— Begin —

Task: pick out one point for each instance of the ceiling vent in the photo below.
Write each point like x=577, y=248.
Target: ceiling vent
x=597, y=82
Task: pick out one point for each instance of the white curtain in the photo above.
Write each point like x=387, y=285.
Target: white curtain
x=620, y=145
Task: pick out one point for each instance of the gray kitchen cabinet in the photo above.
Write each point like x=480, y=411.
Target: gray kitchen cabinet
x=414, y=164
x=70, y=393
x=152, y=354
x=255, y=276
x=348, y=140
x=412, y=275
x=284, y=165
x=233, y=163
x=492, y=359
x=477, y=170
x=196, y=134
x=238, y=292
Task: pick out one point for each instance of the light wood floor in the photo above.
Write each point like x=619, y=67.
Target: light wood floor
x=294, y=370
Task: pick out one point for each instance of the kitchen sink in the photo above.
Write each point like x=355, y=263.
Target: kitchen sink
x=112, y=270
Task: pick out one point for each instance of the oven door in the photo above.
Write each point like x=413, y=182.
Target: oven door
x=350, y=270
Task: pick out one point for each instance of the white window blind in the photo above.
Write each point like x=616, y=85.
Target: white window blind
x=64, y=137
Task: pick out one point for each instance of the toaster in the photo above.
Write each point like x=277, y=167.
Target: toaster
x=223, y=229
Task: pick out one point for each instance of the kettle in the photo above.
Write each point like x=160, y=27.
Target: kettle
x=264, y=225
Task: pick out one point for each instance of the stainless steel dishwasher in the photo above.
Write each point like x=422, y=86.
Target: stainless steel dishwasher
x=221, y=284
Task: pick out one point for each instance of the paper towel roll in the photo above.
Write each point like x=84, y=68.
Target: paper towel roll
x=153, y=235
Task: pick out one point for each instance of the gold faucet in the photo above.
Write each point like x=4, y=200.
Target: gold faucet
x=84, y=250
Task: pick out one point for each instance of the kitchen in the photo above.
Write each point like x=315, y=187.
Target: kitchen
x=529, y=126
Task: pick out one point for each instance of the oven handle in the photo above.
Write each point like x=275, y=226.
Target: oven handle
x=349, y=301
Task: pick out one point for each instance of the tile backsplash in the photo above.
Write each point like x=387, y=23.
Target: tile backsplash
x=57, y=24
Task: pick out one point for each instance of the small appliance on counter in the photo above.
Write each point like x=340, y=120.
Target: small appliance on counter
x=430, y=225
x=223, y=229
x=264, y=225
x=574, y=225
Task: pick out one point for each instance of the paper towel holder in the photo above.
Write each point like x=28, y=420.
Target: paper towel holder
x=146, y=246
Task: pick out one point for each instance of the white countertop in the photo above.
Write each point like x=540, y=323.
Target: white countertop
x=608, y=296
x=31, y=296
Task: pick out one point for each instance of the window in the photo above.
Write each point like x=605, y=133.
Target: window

— End —

Arrange the whole listing above as a numbered list, one line per item, and leave out any blank lines.

1. Task: pick out one point for each instance of the ceiling vent in the photo below.
2. Write each point like x=577, y=248.
3. Target: ceiling vent
4. x=597, y=82
5. Task: pick out one point for each instance of the white curtain in the photo above.
6. Write each point like x=387, y=285.
7. Target: white curtain
8. x=620, y=145
9. Task: pick out one point for each instance of the gray kitchen cabinet in the photo above.
10. Write each point like x=480, y=411.
11. Target: gray kitchen cabinet
12. x=414, y=164
13. x=70, y=393
14. x=152, y=354
15. x=255, y=276
16. x=348, y=140
17. x=412, y=275
18. x=284, y=165
19. x=233, y=163
20. x=492, y=359
21. x=477, y=170
22. x=196, y=134
23. x=238, y=292
24. Task: pick out one point for each instance of the light wood floor in the photo above.
25. Write each point like x=619, y=67.
26. Target: light wood floor
27. x=294, y=370
28. Task: pick out one point for each instance of the kitchen sink in the photo above.
29. Write each point like x=355, y=263.
30. Target: kitchen sink
31. x=112, y=270
32. Task: pick out one point for each instance of the oven door in the photo above.
33. Write each point like x=413, y=182.
34. Target: oven door
35. x=350, y=270
36. Task: pick out one point for each instance of the white window blind in the photo above.
37. Write each point like x=616, y=85.
38. Target: white window blind
39. x=64, y=137
40. Task: pick out one point for each instance of the toaster in the photo above.
41. Write each point like x=277, y=167.
42. Target: toaster
43. x=223, y=229
44. Task: pick out one point for each instance of the kettle in the photo above.
45. Write each point like x=160, y=27.
46. Target: kettle
47. x=264, y=225
48. Task: pick out one point for each instance of the stainless steel dishwasher in the photo above.
49. Write each point like x=422, y=86.
50. Target: stainless steel dishwasher
51. x=221, y=284
52. Task: pick out one point for each instance of the paper towel roll in the photo above.
53. Write each point like x=84, y=68.
54. Target: paper towel roll
55. x=153, y=235
56. Task: pick out one point for each instance of the gold faucet in the photo above.
57. Write each point like x=4, y=200.
58. Target: gold faucet
59. x=84, y=250
60. Task: pick out one point for each instance of the kitchen in the photo above.
61. Write each point like x=315, y=187.
62. Target: kitchen
63. x=529, y=126
64. Task: pick out one point for each instance of the oven handle in the photo above.
65. Write each point like x=275, y=226.
66. Target: oven handle
67. x=349, y=301
68. Task: pick out one point for each instance of the tile backsplash in the photo above.
69. Write each point like x=387, y=23.
70. Target: tile backsplash
71. x=57, y=24
72. Task: pick out one point for each instance of the small appliance on counter in the photo above.
73. Write each point like x=340, y=120.
74. Target: small appliance on counter
75. x=430, y=225
76. x=223, y=229
77. x=264, y=225
78. x=574, y=225
79. Task: pick out one point for each instance of the paper towel holder in the photo above.
80. Write each point like x=28, y=420.
81. Target: paper towel holder
82. x=146, y=246
83. Task: pick out one point for each instance of the white countertop in the photo above.
84. Write each point like x=540, y=323.
85. Target: white countertop
86. x=608, y=296
87. x=31, y=296
88. Task: pick out one point for each instance of the window in the photo above.
89. Write each point like x=605, y=133.
90. Target: window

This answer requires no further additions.